_Aim_: Which lines in the records below contain the string "roof"? Copy each of them out.

⁂

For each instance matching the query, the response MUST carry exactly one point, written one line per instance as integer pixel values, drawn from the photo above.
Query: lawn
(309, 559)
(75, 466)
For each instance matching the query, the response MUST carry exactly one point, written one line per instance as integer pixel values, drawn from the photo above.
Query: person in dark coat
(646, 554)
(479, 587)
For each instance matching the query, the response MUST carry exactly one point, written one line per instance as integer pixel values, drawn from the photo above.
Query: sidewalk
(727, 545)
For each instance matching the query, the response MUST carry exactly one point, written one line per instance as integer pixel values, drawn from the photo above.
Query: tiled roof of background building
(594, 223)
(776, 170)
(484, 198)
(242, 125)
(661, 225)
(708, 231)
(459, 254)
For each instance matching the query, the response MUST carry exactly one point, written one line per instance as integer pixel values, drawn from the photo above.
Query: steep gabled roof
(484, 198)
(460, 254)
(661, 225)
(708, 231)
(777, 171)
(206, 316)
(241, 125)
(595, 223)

⁂

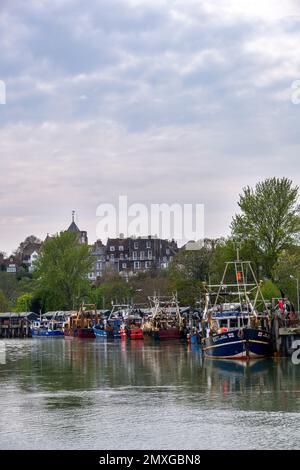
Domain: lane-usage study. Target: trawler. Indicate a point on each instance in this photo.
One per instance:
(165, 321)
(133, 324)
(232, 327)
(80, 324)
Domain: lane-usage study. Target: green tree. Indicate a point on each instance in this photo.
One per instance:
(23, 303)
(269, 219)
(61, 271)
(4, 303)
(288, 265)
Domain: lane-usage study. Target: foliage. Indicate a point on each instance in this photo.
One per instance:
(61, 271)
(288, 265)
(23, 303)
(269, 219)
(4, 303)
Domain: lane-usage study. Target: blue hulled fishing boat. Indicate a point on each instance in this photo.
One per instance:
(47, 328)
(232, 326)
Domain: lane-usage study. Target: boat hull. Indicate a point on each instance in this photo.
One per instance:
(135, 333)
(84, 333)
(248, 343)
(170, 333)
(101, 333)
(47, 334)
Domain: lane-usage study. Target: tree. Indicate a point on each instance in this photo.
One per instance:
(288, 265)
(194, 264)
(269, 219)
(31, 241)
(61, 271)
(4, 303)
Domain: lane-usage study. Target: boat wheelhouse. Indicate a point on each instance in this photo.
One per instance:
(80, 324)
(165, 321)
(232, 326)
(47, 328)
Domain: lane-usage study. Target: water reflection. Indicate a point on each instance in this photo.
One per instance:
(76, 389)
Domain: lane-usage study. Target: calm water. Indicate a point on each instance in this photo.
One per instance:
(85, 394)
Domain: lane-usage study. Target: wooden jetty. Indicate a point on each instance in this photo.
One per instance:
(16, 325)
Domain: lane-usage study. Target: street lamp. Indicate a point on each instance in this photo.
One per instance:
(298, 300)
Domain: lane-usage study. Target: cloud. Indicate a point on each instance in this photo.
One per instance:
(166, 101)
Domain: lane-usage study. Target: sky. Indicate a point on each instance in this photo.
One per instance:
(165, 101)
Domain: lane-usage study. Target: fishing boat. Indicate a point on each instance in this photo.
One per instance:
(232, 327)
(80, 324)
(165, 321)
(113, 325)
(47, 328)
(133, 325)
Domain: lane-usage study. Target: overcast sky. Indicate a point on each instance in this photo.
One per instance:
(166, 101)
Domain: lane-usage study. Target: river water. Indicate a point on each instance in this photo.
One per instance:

⁂

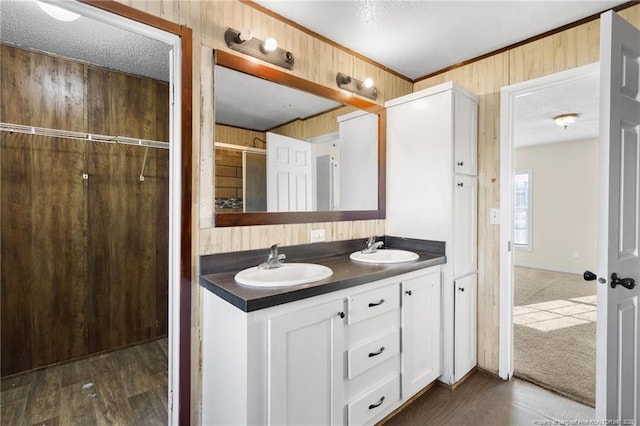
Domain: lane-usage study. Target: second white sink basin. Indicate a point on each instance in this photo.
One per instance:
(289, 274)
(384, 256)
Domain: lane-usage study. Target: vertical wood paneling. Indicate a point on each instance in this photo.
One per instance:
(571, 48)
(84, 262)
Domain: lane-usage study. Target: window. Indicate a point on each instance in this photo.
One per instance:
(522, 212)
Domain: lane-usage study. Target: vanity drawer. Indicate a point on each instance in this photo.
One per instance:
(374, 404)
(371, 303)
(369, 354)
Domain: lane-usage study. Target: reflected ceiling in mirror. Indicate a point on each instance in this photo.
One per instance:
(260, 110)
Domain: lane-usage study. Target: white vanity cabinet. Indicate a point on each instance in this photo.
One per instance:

⁂

_Output below_:
Query: tiled roof of background building
Query: steep gabled roof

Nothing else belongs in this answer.